Segmentation dataset excerpts

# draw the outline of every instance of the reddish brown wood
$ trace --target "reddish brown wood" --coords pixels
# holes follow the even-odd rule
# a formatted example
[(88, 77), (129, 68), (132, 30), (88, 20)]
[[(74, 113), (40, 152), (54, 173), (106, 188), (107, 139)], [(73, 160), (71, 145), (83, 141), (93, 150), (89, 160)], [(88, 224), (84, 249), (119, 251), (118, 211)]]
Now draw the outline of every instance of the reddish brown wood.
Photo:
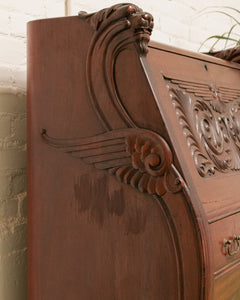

** DO THIS **
Copy out every line of text in the items above word for word and keep the original line breaks. Leave out the pictures.

** FULL SOLUTION **
# draw the outline of every instance of the reddish brown wood
$ trace --target "reddish brown wood" --coords pixels
# holes follow the even-odd rule
# a formatted example
[(88, 77), (129, 68), (132, 30), (88, 20)]
[[(74, 113), (40, 152), (54, 173), (106, 188), (107, 139)], [(73, 160), (71, 145), (83, 141), (93, 150), (89, 160)], [(88, 224), (84, 249), (119, 251), (118, 211)]]
Now draw the outline of every instance of the reddish brown wood.
Photo:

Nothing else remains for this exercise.